WHAT TO DO
Please copy every line of the records below word for word, omitting the pictures.

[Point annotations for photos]
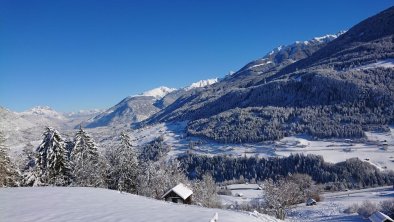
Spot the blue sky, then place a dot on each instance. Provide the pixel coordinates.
(83, 54)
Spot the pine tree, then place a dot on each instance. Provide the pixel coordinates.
(126, 169)
(27, 166)
(8, 174)
(51, 160)
(86, 161)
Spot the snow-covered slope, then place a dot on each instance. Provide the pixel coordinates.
(201, 83)
(136, 108)
(21, 128)
(95, 204)
(158, 93)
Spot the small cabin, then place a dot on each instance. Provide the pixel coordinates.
(380, 217)
(179, 194)
(311, 202)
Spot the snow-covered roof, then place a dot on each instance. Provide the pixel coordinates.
(379, 217)
(243, 187)
(183, 191)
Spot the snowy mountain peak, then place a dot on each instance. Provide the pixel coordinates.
(201, 83)
(41, 110)
(158, 93)
(301, 44)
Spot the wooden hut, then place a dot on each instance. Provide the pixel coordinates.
(179, 194)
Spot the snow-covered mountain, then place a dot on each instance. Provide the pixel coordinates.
(158, 93)
(201, 83)
(290, 53)
(283, 93)
(27, 126)
(136, 108)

SOLUTION TO THIS PROBLEM
Spot the blue sky, then place a dot on each instance. Provide the pixel coordinates.
(83, 54)
Spot the pine tree, then place a dot on each instance. Provide the pixel coordinates.
(126, 169)
(27, 166)
(8, 174)
(51, 160)
(86, 161)
Spot the snow-covered slope, then place a dot on each instance. Provide the pixel coordinates.
(201, 83)
(136, 108)
(21, 128)
(95, 204)
(158, 93)
Spot the small cabin, then place a dot on each instance. Provide the pixel coordinates.
(380, 217)
(179, 194)
(311, 202)
Spot the snow-covered roof, then place a dot on each instance. Provide the pixel coordinates.
(379, 217)
(243, 187)
(183, 191)
Spot the snowy mountain peak, then place a dot on each instance. Provide the pixel coordinates.
(201, 83)
(41, 110)
(158, 93)
(301, 44)
Spot the wooden hut, then place a dot on each instance. Provide the pixel coordinates.
(179, 194)
Spot the snow-covered mountain, then place a dot on each instance. Provide the pixel coordinates.
(158, 93)
(201, 83)
(290, 53)
(283, 93)
(27, 126)
(136, 108)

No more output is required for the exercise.